§ Text excerpt:
BlueScope is currently appealing a Federal Court decision last year, which found the company had been incorrectly not paying workers’ superannuation contributions for extra hours worked and public holiday pay. The decision could impact more than 3,500 past and present BlueScope employees.

Walton called the new agreement a “vindication for the trade union movement.” The role of the unions has been to isolate workers, minimise industrial action, and broker another sell-out deal with BlueScope.

In 2015, Walton was lauded by the capitalist media as “the man who saved the Australian steel industry” because he coerced workers into accepting 500 job cuts and a three-year wage freeze when the previous BlueScope EA was negotiated.

While many steelworkers sought to fight the attack on their jobs and conditions, Walton and the AWU insisted that the only alternative to the proposed EA was the closure of the entire plant.

After that sellout, then BlueScope CEO Paul O’Malley told the Australian Financial Review: “The culture we are creating at Port Kembla is really positive. It is just tremendously satisfying what has been achieved and it is really making a difference.”

§ Data provided:
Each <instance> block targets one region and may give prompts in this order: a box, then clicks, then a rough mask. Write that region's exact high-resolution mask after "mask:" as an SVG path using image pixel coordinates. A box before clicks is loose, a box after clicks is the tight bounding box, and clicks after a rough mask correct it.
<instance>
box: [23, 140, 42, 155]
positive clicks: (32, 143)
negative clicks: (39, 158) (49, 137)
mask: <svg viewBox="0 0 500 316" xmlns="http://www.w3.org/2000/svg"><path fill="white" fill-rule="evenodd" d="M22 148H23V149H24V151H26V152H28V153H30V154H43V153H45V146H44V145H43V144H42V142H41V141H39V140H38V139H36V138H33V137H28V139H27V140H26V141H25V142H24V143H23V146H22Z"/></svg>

§ Problem set:
#1 Summarize the BlueScope text in two sentences.
#2 Output the BlueScope text word for word, starting at "Walton called the" and ending at "the entire plant.".

§ Responses by item number:
#1 BlueScope is appealing last year's Federal Court decision that found it had wrongly not paid workers' superannuation contributions for extra hours and public holiday pay, a ruling that could affect more than 3,500 past and present employees. Walton called the new agreement a vindication for the trade union movement, while the text charges that the unions brokered another sell-out deal and recalls that in 2015 Walton pushed workers to accept 500 job cuts and a three-year wage freeze.

#2
Walton called the new agreement a “vindication for the trade union movement.” The role of the unions has been to isolate workers, minimise industrial action, and broker another sell-out deal with BlueScope.

In 2015, Walton was lauded by the capitalist media as “the man who saved the Australian steel industry” because he coerced workers into accepting 500 job cuts and a three-year wage freeze when the previous BlueScope EA was negotiated.

While many steelworkers sought to fight the attack on their jobs and conditions, Walton and the AWU insisted that the only alternative to the proposed EA was the closure of the entire plant.